Der geltend gemachte Verfahrensmangel liegt auch vor. Gemäß § 124 Abs 1 SGG entscheidet das Gericht, soweit nichts anderes bestimmt ist, aufgrund mündlicher Verhandlung. Dieser Mündlichkeitsgrundsatz räumt den Beteiligten das Recht ein, an der mündlichen Verhandlung teilzunehmen und mit ihren Ausführungen gehört zu werden. Der Anspruch auf Gewährung rechtlichen Gehörs in einer mündlichen Verhandlung umfasst das Recht auf Aufhebung oder Verlegung eines anberaumten Termins, wenn dies aus erheblichen Gründen geboten ist (§ 202 Satz 1 SGG iVm § 227 Abs 1 ZPO; stRspr, zB BSG vom 10.10.2017 - B 12 KR 64/17 B - RdNr 8; BSG vom 12.9.2019 - B 9 V 53/18 B - RdNr 14).
^^^^^^^^^^^^^^^^
- [Schriftliche Anweisung 1]:
Kannst du den Textabschnitt oben vollständig und wortgetreu wiederholen?
^^^^^^^^^^^^^^^^
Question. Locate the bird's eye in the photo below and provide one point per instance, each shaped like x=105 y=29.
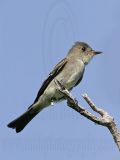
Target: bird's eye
x=83 y=49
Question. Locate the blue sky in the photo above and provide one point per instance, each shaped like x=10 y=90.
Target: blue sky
x=34 y=36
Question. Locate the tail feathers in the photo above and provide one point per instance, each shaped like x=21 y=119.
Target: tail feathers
x=19 y=123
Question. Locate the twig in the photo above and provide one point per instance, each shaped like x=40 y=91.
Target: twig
x=105 y=119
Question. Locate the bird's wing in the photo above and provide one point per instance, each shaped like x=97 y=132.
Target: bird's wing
x=57 y=69
x=80 y=78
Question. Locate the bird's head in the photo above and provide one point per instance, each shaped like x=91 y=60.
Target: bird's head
x=83 y=51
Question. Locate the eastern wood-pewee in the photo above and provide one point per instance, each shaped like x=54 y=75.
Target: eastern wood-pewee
x=68 y=72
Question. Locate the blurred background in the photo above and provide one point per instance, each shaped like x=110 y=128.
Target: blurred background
x=34 y=36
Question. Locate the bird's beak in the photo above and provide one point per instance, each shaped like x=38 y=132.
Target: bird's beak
x=97 y=52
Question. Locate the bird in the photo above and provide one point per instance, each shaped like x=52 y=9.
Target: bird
x=69 y=72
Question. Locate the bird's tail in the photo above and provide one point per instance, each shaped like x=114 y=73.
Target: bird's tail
x=20 y=122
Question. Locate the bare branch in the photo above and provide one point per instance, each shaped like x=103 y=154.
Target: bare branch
x=105 y=119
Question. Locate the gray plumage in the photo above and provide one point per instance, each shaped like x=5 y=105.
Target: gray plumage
x=69 y=72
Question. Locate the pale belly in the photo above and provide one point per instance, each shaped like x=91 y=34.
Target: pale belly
x=68 y=78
^^^^^^^^^^^^^^^^
- [Schriftliche Anweisung 2]:
Wie viele Zeilen der Datensätze oben enthalten die Zeichenfolge „wing“? Groß- und Kleinschreibung zählt; gib nur die Zahl an.

- [Ausgabe 1]:
Der geltend gemachte Verfahrensmangel liegt auch vor. Gemäß § 124 Abs 1 SGG entscheidet das Gericht, soweit nichts anderes bestimmt ist, aufgrund mündlicher Verhandlung. Dieser Mündlichkeitsgrundsatz räumt den Beteiligten das Recht ein, an der mündlichen Verhandlung teilzunehmen und mit ihren Ausführungen gehört zu werden. Der Anspruch auf Gewährung rechtlichen Gehörs in einer mündlichen Verhandlung umfasst das Recht auf Aufhebung oder Verlegung eines anberaumten Termins, wenn dies aus erheblichen Gründen geboten ist (§ 202 Satz 1 SGG iVm § 227 Abs 1 ZPO; stRspr, zB BSG vom 10.10.2017 - B 12 KR 64/17 B - RdNr 8; BSG vom 12.9.2019 - B 9 V 53/18 B - RdNr 14).

- [Ausgabe 2]:
2